Nothing but the data, repeated exactly, belongs in the answer.

__Supplied records__.
----

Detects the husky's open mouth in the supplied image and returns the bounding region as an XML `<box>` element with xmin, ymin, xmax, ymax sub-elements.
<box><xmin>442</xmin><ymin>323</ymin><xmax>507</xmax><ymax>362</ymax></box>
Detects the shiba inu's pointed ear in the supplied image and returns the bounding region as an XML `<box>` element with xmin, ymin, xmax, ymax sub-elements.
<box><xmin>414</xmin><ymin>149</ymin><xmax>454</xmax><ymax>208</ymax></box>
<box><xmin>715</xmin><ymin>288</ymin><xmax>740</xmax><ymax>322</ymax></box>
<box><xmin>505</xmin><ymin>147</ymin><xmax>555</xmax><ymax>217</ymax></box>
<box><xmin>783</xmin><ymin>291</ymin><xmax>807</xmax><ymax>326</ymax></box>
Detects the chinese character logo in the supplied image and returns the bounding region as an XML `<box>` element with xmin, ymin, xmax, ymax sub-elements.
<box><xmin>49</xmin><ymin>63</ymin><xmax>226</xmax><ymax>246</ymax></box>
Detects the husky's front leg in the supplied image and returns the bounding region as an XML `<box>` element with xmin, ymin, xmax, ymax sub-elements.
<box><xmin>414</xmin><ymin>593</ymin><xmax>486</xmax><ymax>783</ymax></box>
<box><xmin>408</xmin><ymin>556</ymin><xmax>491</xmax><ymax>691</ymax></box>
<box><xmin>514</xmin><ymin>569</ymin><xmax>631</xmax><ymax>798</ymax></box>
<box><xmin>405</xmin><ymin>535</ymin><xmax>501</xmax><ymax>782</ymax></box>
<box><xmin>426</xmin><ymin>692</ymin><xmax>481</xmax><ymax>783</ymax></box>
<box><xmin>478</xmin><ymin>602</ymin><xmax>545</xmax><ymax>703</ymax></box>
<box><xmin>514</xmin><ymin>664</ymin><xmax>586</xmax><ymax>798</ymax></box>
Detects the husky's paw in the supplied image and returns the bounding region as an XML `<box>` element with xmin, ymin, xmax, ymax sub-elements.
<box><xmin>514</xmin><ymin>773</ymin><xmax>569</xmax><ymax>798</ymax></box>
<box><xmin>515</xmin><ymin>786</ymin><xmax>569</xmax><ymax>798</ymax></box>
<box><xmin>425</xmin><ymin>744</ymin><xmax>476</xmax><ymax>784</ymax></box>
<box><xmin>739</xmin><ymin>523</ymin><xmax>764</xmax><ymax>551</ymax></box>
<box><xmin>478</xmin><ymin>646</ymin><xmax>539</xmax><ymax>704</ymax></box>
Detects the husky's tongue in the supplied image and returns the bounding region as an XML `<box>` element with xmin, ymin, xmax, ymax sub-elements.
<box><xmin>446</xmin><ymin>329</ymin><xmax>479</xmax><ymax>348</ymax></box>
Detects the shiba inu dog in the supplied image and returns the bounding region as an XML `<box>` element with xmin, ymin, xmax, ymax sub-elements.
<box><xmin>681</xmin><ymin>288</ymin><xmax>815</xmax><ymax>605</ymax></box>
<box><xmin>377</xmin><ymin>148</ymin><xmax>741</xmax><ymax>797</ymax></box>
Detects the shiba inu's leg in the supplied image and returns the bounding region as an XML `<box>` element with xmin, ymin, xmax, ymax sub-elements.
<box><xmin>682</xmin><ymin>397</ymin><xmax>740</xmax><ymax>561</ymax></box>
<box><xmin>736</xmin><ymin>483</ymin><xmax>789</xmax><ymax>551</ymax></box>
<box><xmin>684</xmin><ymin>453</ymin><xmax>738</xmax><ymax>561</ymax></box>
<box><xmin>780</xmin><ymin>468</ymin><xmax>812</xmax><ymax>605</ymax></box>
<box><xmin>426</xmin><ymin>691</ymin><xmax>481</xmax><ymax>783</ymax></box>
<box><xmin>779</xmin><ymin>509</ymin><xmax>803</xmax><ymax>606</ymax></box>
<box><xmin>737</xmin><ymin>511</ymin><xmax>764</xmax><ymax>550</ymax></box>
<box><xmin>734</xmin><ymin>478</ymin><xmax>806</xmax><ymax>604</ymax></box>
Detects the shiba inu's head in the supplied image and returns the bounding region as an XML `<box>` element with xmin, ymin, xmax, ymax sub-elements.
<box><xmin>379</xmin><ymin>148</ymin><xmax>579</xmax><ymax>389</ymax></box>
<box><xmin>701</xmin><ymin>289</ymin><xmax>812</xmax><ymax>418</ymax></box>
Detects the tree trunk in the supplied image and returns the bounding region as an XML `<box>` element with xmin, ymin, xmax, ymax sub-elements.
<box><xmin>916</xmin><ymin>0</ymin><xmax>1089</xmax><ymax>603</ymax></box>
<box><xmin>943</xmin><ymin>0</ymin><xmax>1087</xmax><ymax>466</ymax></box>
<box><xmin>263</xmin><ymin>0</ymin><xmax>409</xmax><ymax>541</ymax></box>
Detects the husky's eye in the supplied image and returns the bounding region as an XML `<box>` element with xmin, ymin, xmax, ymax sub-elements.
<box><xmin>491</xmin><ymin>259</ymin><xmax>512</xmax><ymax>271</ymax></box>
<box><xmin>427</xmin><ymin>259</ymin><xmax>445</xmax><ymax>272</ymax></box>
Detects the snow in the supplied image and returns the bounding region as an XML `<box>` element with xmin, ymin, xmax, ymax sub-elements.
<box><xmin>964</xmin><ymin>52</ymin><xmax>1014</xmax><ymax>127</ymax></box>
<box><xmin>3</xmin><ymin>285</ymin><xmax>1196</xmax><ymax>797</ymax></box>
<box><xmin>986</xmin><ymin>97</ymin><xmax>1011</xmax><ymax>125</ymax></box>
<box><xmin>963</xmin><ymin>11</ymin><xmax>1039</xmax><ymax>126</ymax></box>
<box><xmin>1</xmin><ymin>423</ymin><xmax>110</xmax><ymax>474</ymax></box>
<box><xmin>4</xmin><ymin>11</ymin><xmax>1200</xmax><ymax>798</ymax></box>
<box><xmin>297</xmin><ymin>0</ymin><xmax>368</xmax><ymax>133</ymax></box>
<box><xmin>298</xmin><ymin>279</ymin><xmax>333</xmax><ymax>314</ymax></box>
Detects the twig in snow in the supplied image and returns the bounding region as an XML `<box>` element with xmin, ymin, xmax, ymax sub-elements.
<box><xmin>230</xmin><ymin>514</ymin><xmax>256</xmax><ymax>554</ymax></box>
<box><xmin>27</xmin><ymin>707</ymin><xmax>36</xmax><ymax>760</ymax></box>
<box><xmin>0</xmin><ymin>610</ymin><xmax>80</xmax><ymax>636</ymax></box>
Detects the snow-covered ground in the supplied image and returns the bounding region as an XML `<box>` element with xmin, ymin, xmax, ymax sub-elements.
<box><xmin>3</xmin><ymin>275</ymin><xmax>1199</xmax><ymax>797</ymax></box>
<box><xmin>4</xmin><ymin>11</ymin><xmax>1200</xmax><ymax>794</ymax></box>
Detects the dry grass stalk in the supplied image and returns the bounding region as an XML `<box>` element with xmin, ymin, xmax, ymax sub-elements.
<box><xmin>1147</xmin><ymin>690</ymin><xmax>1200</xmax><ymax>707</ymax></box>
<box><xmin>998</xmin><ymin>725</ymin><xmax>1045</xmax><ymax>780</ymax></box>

----

__Response__.
Detects the husky's open mouth in the supplied image and returns the bounding region as an XML `<box>` element with xmin, ymin, xmax, ymax sub-elements.
<box><xmin>442</xmin><ymin>323</ymin><xmax>507</xmax><ymax>362</ymax></box>
Detects the shiba inu's pointed ear in the supplied image and returns the bounding region as an XML `<box>` element with xmin, ymin, xmax, ymax sub-elements.
<box><xmin>414</xmin><ymin>149</ymin><xmax>454</xmax><ymax>208</ymax></box>
<box><xmin>715</xmin><ymin>288</ymin><xmax>740</xmax><ymax>322</ymax></box>
<box><xmin>505</xmin><ymin>147</ymin><xmax>555</xmax><ymax>217</ymax></box>
<box><xmin>783</xmin><ymin>291</ymin><xmax>807</xmax><ymax>326</ymax></box>
Detects the chinese character logo in the supplied image and returns the bounding region as an XML `<box>` element with xmin, ymin, xmax, ymax sub-elements.
<box><xmin>49</xmin><ymin>63</ymin><xmax>226</xmax><ymax>246</ymax></box>
Detects the husky's front leg in the supplied image and returns the bounding region as an XML `<box>` element with xmin, ymin, xmax, ymax sub-elements.
<box><xmin>414</xmin><ymin>593</ymin><xmax>486</xmax><ymax>783</ymax></box>
<box><xmin>408</xmin><ymin>556</ymin><xmax>491</xmax><ymax>691</ymax></box>
<box><xmin>514</xmin><ymin>569</ymin><xmax>631</xmax><ymax>798</ymax></box>
<box><xmin>405</xmin><ymin>535</ymin><xmax>501</xmax><ymax>782</ymax></box>
<box><xmin>426</xmin><ymin>692</ymin><xmax>481</xmax><ymax>783</ymax></box>
<box><xmin>478</xmin><ymin>602</ymin><xmax>545</xmax><ymax>703</ymax></box>
<box><xmin>514</xmin><ymin>664</ymin><xmax>586</xmax><ymax>798</ymax></box>
Detects the husky's paw in the supplied image and returns the bounding region as an XML `<box>` element with xmin, ymin, xmax, ymax sub-elements.
<box><xmin>514</xmin><ymin>773</ymin><xmax>569</xmax><ymax>798</ymax></box>
<box><xmin>515</xmin><ymin>786</ymin><xmax>569</xmax><ymax>798</ymax></box>
<box><xmin>425</xmin><ymin>744</ymin><xmax>476</xmax><ymax>784</ymax></box>
<box><xmin>739</xmin><ymin>523</ymin><xmax>764</xmax><ymax>551</ymax></box>
<box><xmin>478</xmin><ymin>646</ymin><xmax>539</xmax><ymax>704</ymax></box>
Detects the husky's tongue in the supplied image and returns the bounding region as an XML `<box>` element with xmin, ymin, xmax, ymax sub-elements.
<box><xmin>446</xmin><ymin>329</ymin><xmax>479</xmax><ymax>348</ymax></box>
Detects the shiba inu dog in the supplied image and returns the bounding region as an XML `<box>` element with xmin, ymin, xmax, ymax sub-elements.
<box><xmin>681</xmin><ymin>288</ymin><xmax>815</xmax><ymax>605</ymax></box>
<box><xmin>377</xmin><ymin>148</ymin><xmax>741</xmax><ymax>797</ymax></box>
Detects the shiba inu's leg in the supplied image and returns the bounding region as an XML `<box>` element with xmin, ymin, xmax, ymax sub-elements.
<box><xmin>682</xmin><ymin>397</ymin><xmax>740</xmax><ymax>561</ymax></box>
<box><xmin>736</xmin><ymin>483</ymin><xmax>789</xmax><ymax>551</ymax></box>
<box><xmin>684</xmin><ymin>453</ymin><xmax>738</xmax><ymax>561</ymax></box>
<box><xmin>780</xmin><ymin>468</ymin><xmax>812</xmax><ymax>605</ymax></box>
<box><xmin>426</xmin><ymin>691</ymin><xmax>481</xmax><ymax>783</ymax></box>
<box><xmin>779</xmin><ymin>509</ymin><xmax>803</xmax><ymax>606</ymax></box>
<box><xmin>737</xmin><ymin>511</ymin><xmax>764</xmax><ymax>550</ymax></box>
<box><xmin>734</xmin><ymin>478</ymin><xmax>806</xmax><ymax>604</ymax></box>
Detects the shiba inu's head in the supplied image and returns the bounding region as an XML `<box>` element with xmin, ymin, xmax, ymax sub-elements.
<box><xmin>379</xmin><ymin>148</ymin><xmax>579</xmax><ymax>389</ymax></box>
<box><xmin>701</xmin><ymin>289</ymin><xmax>812</xmax><ymax>418</ymax></box>
Detects the tree trunk in the supplied image and returns the bounding region as an XML `<box>` element with xmin, ymin, xmax, ymax sub-elements.
<box><xmin>916</xmin><ymin>0</ymin><xmax>1089</xmax><ymax>603</ymax></box>
<box><xmin>943</xmin><ymin>0</ymin><xmax>1087</xmax><ymax>466</ymax></box>
<box><xmin>263</xmin><ymin>0</ymin><xmax>409</xmax><ymax>541</ymax></box>
Detects the husky's eye in the supplied image and returns the bounding region as an XML `<box>` element with xmin, ymin, xmax, ymax sub-elements.
<box><xmin>491</xmin><ymin>259</ymin><xmax>512</xmax><ymax>271</ymax></box>
<box><xmin>427</xmin><ymin>259</ymin><xmax>445</xmax><ymax>272</ymax></box>
Detects the snow in the supplied image and returns the bounding region as an XML `<box>` element with xmin, ymin, xmax, ymax sub-elements.
<box><xmin>964</xmin><ymin>52</ymin><xmax>1014</xmax><ymax>127</ymax></box>
<box><xmin>3</xmin><ymin>285</ymin><xmax>1196</xmax><ymax>797</ymax></box>
<box><xmin>986</xmin><ymin>97</ymin><xmax>1011</xmax><ymax>125</ymax></box>
<box><xmin>963</xmin><ymin>11</ymin><xmax>1039</xmax><ymax>126</ymax></box>
<box><xmin>1</xmin><ymin>423</ymin><xmax>110</xmax><ymax>474</ymax></box>
<box><xmin>4</xmin><ymin>11</ymin><xmax>1200</xmax><ymax>798</ymax></box>
<box><xmin>297</xmin><ymin>0</ymin><xmax>368</xmax><ymax>133</ymax></box>
<box><xmin>298</xmin><ymin>279</ymin><xmax>333</xmax><ymax>314</ymax></box>
Detects the twig in snow in the supplied image and returns the bounding region as an XML `<box>` element with xmin, ymin, xmax, ymax sub-elements.
<box><xmin>230</xmin><ymin>514</ymin><xmax>256</xmax><ymax>554</ymax></box>
<box><xmin>27</xmin><ymin>707</ymin><xmax>36</xmax><ymax>760</ymax></box>
<box><xmin>0</xmin><ymin>610</ymin><xmax>80</xmax><ymax>636</ymax></box>
Detects the snow-covered ground in the supplied image and returns the bounding region as an XML `<box>` element with xmin, ymin, xmax, ymax sub-elements.
<box><xmin>3</xmin><ymin>275</ymin><xmax>1199</xmax><ymax>797</ymax></box>
<box><xmin>4</xmin><ymin>11</ymin><xmax>1200</xmax><ymax>794</ymax></box>
Detects the dry grass stalk in the supplied image and returns the bounding region as an XML `<box>` element with xmin, ymin, xmax, ymax sub-elements.
<box><xmin>1147</xmin><ymin>690</ymin><xmax>1200</xmax><ymax>707</ymax></box>
<box><xmin>998</xmin><ymin>725</ymin><xmax>1045</xmax><ymax>780</ymax></box>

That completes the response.